[Task material]

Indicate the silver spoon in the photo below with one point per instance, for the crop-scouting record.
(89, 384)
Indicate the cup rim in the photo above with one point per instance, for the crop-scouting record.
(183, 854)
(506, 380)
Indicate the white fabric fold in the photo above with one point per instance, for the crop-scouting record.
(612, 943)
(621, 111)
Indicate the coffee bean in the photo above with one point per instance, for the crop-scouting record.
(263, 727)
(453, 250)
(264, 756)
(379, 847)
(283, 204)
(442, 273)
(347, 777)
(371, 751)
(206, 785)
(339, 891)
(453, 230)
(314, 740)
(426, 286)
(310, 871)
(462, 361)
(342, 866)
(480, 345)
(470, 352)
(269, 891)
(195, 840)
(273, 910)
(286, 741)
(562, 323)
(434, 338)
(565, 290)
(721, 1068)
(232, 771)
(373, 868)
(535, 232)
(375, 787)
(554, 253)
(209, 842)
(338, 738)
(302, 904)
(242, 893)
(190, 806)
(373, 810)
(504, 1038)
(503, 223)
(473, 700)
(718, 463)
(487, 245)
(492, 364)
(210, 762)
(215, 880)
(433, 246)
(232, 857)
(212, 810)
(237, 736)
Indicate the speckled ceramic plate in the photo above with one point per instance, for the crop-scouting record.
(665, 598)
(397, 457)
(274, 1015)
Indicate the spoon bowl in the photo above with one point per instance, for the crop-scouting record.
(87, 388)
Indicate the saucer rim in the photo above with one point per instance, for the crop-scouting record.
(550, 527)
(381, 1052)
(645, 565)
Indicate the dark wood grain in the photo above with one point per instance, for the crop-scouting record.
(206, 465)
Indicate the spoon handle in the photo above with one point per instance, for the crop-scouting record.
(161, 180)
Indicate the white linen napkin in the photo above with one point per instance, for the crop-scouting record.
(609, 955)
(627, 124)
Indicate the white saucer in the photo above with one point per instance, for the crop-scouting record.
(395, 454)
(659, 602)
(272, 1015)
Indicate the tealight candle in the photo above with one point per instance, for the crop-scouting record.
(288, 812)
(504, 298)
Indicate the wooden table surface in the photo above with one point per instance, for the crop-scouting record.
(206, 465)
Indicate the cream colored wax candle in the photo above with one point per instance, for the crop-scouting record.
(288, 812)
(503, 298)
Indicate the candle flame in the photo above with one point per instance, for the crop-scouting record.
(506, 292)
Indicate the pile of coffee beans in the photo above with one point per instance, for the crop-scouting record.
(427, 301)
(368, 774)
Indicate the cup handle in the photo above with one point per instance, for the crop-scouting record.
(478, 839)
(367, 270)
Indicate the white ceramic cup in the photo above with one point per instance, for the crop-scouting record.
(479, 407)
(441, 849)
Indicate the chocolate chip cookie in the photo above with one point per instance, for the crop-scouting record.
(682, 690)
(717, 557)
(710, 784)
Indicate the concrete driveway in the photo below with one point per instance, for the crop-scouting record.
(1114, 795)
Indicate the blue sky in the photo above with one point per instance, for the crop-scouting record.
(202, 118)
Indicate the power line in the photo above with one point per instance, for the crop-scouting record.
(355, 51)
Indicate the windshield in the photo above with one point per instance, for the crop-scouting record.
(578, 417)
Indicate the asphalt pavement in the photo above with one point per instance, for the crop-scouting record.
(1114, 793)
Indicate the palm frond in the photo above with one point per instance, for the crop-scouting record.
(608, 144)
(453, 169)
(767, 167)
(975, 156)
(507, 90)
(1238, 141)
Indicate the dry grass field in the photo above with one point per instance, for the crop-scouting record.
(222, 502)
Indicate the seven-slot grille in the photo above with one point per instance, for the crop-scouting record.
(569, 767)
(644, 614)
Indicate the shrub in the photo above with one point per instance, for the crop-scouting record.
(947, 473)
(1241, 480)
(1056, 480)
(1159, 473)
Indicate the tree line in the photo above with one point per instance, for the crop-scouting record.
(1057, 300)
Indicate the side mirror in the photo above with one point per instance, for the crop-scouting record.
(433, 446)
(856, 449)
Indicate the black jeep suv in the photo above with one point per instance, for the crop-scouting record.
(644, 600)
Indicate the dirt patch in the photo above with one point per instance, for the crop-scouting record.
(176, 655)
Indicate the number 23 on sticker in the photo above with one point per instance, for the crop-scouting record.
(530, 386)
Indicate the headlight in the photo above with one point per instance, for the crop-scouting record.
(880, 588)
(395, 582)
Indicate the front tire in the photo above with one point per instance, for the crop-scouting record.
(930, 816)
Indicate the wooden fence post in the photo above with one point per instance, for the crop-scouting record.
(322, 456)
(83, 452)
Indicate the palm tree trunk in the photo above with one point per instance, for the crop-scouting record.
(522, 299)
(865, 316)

[Task details]
Convert every row above into a JSON list of strings, with one string per line and no blank lines.

[Result of this exercise]
[
  "Indicate the silver spoon in the photo below with one point per instance, for the crop-scouting record.",
  "(89, 384)",
  "Indicate the cup rim in the photo above with one point per instance, for the crop-scouting record.",
  "(183, 854)",
  "(506, 380)",
  "Indicate the white fabric fold in the photo above with one point per instance, for the crop-scouting record.",
  "(612, 943)",
  "(621, 111)",
  "Indicate the coffee bean in the photo above with one point per instance, for the crop-scouting record.",
  "(263, 727)",
  "(453, 250)",
  "(264, 756)",
  "(379, 847)",
  "(283, 204)",
  "(442, 273)",
  "(347, 777)",
  "(371, 751)",
  "(206, 785)",
  "(339, 891)",
  "(453, 230)",
  "(314, 740)",
  "(426, 286)",
  "(310, 871)",
  "(462, 361)",
  "(342, 866)",
  "(480, 345)",
  "(470, 352)",
  "(269, 891)",
  "(195, 840)",
  "(273, 910)",
  "(286, 741)",
  "(562, 323)",
  "(434, 338)",
  "(565, 290)",
  "(721, 1068)",
  "(232, 771)",
  "(373, 868)",
  "(535, 232)",
  "(375, 787)",
  "(554, 253)",
  "(209, 842)",
  "(338, 738)",
  "(302, 904)",
  "(242, 893)",
  "(190, 806)",
  "(373, 810)",
  "(504, 1038)",
  "(503, 223)",
  "(473, 700)",
  "(718, 463)",
  "(487, 245)",
  "(492, 364)",
  "(210, 762)",
  "(215, 880)",
  "(433, 246)",
  "(232, 857)",
  "(212, 810)",
  "(237, 736)",
  "Indicate the speckled ceramic plate in the photo above with one point per instance, for the crop-scouting record.",
  "(665, 598)",
  "(397, 457)",
  "(274, 1015)",
  "Indicate the spoon bowl in the photo above with one point per instance, for the crop-scouting record.",
  "(87, 388)",
  "Indicate the saucer rim in the photo above with one point per instance, for the crop-scouting record.",
  "(550, 527)",
  "(381, 1052)",
  "(645, 565)",
  "Indicate the dark wood grain in the photo above with one point per instance, for the crop-scouting record.",
  "(206, 465)",
  "Indicate the spoon handle in the photo above with one point per instance, for the crop-scouting record.",
  "(161, 180)",
  "Indicate the white linen napkin in the photo above with one point per instance, for the crop-scouting record.",
  "(609, 955)",
  "(627, 124)",
  "Indicate the white saucer in the photo above with one point per instance, for the crop-scouting record.",
  "(395, 454)",
  "(659, 602)",
  "(272, 1015)",
  "Indicate the tealight candle in the photo above with one point per instance, for the crop-scouting record.",
  "(288, 812)",
  "(504, 298)",
  "Indicate the wooden table surface in the photo above with one point per instance, for the crop-scouting record.",
  "(206, 465)",
  "Indicate the cream colored wax candle in the photo above with one point per instance, for the crop-scouting record.",
  "(288, 812)",
  "(503, 298)",
  "Indicate the candle flame in the photo above with one point per instance, for the crop-scouting record.",
  "(506, 292)",
  "Indicate the pile of coffee beans in the photo above with one point per instance, for the crop-scouting record.",
  "(427, 301)",
  "(368, 774)",
  "Indicate the cup handle in the photo above with one point per instance, for the crop-scouting record.",
  "(478, 839)",
  "(367, 270)",
  "Indicate the white ceramic cup in the photo above with one point per instance, for the crop-scouting record.",
  "(479, 407)",
  "(441, 849)",
  "Indicate the chocolate chip cookie in the photo above with one point per instance, for the crop-scouting record.",
  "(682, 690)",
  "(717, 557)",
  "(710, 784)",
  "Indicate the concrete driveway in the photo below with one point per instance, for the crop-scouting record.",
  "(1114, 795)",
  "Indicate the blue sky in the photo above with one point per instance, for the crop-scouting record.",
  "(202, 118)",
  "Indicate the power line in the photo above with one point per instance, for the crop-scouting record.",
  "(355, 51)",
  "Indicate the windshield in the photo above with one point per instance, for the crop-scouting record.",
  "(578, 417)",
  "Indicate the asphalt pavement in the photo above with one point per instance, for the crop-scouting record.",
  "(1114, 793)",
  "Indicate the palm frond in the photo above with one point per instance, for the crop-scouting record.",
  "(608, 144)",
  "(453, 169)",
  "(767, 167)",
  "(975, 156)",
  "(507, 90)",
  "(1238, 141)",
  "Indicate the dry grass field in the photo above with one point per instance, for the crop-scouting record.",
  "(222, 502)",
  "Indicate the seven-slot grille in the photo above with one point per instance, for the crop-scouting record.",
  "(569, 767)",
  "(644, 614)",
  "Indicate the shrub in the photo above with one point per instance, for the crop-scouting record.",
  "(947, 473)",
  "(1241, 480)",
  "(1056, 480)",
  "(1159, 473)",
  "Indicate the tree line in the photo above with one point per instance, for the crop-scouting record.",
  "(1057, 300)",
  "Indicate the side mirror in the photo above with one point per instance, for the crop-scouting record.",
  "(433, 446)",
  "(856, 449)",
  "Indicate the black jeep suv in the photo above with one point per instance, for the crop-scouting record.",
  "(644, 600)",
  "Indicate the dirt patch in the photo above with one point per instance, for the crop-scouting record.",
  "(176, 655)",
  "Indicate the number 23 on sticker in the photo above with one point per instance, for the crop-scouting record.",
  "(530, 386)",
  "Indicate the headlight in the photo above with one point per instance, for the crop-scouting record.",
  "(880, 588)",
  "(395, 582)",
  "Indicate the front tire in the photo above with one point per instance, for the crop-scouting record.",
  "(930, 816)",
  "Indicate the wooden fence post in the photo above with one point per instance, for the crop-scouting record.",
  "(322, 456)",
  "(83, 452)",
  "Indicate the palm tree trunk in the photo above with one point per instance, for the crop-scouting record.",
  "(522, 299)",
  "(865, 316)"
]